[Records provided Boundary: Start]

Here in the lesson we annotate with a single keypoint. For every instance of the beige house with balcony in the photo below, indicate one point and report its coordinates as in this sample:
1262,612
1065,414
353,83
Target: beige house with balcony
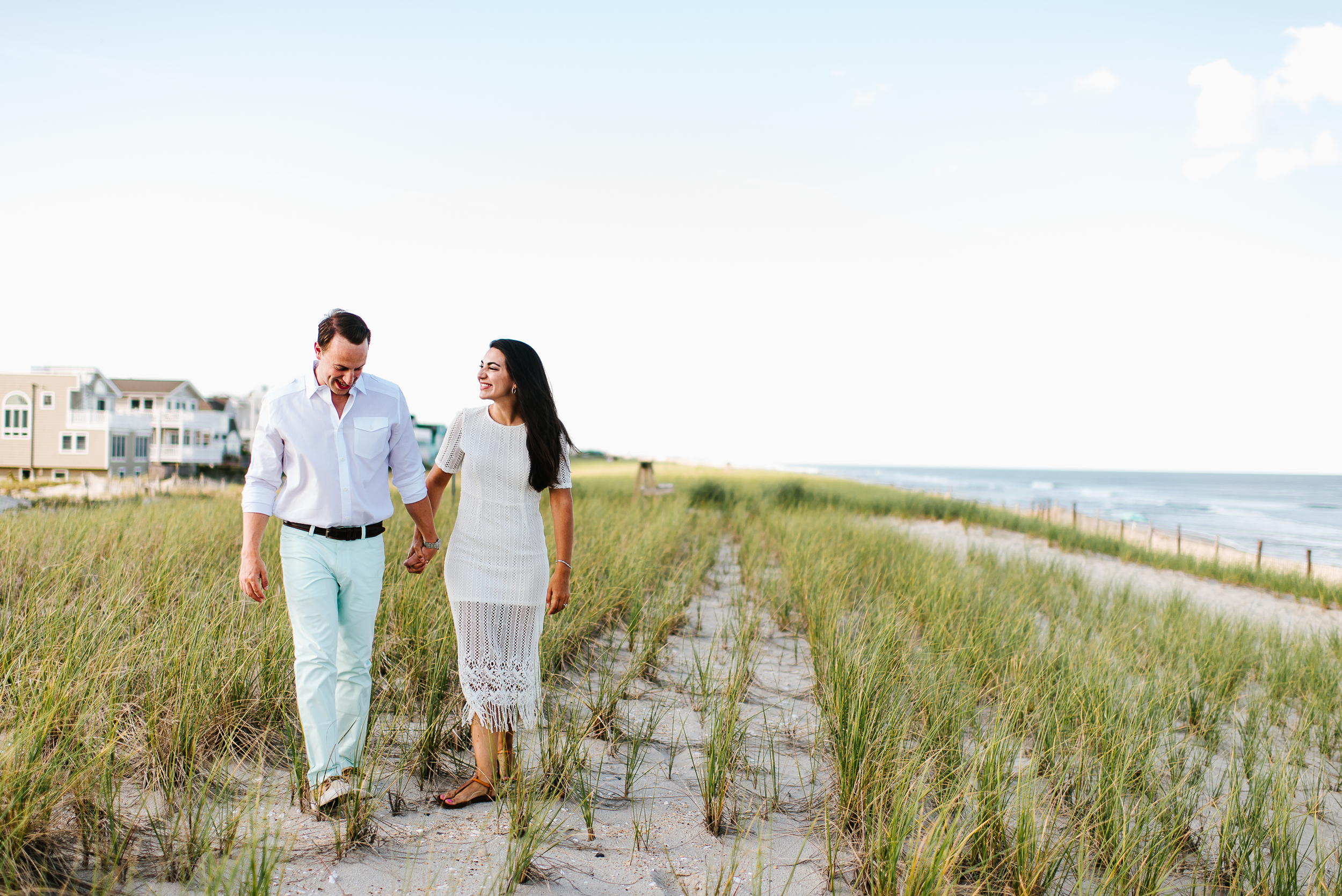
65,423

[Records provided Boundary: End]

Required work - With the images removed, give back every entry exactly as shown.

Finished task -
Here in the lesson we annotate with a single keypoint. For every instance of the beige house with balcony in the photo below, indicate one point and report its coordinates as in this sample:
1262,612
1065,414
353,83
Target: beige house with balcony
65,423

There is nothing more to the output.